*What you should do*.
Begin with the line containing "Pixel coordinates per instance, written like (411,283)." and reproduce it and all later lines exactly, through the last line of the records. Add nothing else.

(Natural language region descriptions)
----

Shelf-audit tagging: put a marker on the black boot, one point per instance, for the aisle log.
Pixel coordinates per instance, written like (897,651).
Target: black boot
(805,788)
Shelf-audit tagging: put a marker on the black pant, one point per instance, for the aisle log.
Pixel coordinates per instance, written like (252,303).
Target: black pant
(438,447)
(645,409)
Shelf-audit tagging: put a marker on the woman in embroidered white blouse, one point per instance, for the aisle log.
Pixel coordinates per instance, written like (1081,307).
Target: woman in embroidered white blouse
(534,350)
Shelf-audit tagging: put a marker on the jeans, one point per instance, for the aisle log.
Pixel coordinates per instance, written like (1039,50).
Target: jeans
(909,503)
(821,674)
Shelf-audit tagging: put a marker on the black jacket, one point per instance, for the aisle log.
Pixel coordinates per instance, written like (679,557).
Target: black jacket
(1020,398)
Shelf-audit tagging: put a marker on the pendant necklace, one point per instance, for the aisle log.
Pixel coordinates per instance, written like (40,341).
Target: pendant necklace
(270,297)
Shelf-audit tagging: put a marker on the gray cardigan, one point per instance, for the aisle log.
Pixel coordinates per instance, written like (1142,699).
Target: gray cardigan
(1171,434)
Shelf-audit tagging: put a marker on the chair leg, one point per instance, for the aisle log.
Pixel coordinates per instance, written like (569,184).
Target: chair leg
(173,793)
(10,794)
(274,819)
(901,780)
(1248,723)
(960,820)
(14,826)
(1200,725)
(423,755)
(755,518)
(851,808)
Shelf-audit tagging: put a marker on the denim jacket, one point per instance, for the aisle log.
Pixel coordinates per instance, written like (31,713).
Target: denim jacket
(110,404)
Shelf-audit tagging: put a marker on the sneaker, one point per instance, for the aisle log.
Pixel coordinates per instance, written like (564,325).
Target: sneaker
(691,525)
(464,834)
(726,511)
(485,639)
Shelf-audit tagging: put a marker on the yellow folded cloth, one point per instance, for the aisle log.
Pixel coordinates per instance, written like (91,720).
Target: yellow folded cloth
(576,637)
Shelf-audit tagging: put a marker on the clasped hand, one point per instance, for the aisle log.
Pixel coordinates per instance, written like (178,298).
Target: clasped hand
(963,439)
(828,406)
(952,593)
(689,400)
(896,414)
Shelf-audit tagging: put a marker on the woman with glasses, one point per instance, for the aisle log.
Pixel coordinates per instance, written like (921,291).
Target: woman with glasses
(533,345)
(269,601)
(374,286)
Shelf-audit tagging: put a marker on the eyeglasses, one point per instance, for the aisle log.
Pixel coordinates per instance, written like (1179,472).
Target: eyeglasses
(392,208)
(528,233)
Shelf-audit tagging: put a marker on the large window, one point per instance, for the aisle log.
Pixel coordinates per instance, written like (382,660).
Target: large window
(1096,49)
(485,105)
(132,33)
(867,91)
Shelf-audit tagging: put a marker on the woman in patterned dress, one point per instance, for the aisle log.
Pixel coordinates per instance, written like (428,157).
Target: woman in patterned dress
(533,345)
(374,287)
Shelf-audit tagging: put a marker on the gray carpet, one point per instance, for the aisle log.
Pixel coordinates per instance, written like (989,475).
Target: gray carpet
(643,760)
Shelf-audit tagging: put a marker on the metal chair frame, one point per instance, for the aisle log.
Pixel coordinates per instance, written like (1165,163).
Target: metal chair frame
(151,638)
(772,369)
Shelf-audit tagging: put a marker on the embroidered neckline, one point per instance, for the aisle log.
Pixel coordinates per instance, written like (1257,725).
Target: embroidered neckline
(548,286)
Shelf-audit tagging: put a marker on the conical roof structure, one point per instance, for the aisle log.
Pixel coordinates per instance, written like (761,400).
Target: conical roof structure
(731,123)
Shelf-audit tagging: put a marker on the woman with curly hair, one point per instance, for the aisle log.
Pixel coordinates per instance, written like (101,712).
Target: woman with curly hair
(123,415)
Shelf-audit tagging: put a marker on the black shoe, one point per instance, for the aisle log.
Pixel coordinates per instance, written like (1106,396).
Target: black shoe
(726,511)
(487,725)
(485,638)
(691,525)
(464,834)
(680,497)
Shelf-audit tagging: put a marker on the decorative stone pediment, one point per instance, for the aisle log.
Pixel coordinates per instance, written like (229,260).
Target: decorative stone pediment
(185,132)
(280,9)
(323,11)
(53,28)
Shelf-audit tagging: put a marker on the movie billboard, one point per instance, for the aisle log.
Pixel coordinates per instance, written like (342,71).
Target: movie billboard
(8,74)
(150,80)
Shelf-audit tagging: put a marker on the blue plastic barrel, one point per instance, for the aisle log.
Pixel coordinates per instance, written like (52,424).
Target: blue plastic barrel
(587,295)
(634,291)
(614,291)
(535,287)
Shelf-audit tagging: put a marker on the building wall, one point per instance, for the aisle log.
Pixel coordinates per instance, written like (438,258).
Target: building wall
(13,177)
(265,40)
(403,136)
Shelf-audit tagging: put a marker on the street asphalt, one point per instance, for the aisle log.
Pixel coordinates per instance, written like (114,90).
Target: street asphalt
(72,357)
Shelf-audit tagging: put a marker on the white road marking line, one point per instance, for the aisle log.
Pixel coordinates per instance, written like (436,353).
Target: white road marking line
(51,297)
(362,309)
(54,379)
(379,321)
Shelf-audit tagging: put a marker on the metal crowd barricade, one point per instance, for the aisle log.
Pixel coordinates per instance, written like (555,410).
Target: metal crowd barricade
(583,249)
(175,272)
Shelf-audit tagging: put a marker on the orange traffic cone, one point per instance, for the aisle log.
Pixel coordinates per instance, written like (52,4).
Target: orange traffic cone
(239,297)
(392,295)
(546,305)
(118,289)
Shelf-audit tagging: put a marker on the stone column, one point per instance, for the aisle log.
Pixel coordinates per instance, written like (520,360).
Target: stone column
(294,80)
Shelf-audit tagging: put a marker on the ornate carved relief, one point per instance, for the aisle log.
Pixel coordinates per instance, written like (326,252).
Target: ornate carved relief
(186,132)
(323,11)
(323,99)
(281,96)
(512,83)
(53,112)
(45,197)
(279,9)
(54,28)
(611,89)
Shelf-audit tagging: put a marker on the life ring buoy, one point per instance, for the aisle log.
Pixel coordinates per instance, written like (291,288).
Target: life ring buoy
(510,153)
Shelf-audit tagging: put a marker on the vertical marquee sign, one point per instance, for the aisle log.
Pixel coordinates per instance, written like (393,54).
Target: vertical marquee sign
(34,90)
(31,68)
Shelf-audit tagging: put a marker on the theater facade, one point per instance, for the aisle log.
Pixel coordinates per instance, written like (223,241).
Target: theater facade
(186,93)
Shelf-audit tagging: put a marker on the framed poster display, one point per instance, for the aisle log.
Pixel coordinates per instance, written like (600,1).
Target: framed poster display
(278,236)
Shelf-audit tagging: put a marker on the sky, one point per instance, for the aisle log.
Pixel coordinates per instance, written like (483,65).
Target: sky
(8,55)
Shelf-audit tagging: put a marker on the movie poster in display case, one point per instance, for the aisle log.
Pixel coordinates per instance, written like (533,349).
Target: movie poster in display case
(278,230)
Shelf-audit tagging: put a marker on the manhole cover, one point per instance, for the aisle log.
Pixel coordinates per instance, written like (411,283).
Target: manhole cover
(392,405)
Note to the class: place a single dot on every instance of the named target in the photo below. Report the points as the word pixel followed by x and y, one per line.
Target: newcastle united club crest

----

*Answer space*.
Pixel coordinates per instance, written like (411,283).
Target: manhole cover
(392,405)
Note to the class: place a single dot on every instance of the named target in the photo below. Report the points as the word pixel followed by x and y, one per line.
Target: newcastle united club crest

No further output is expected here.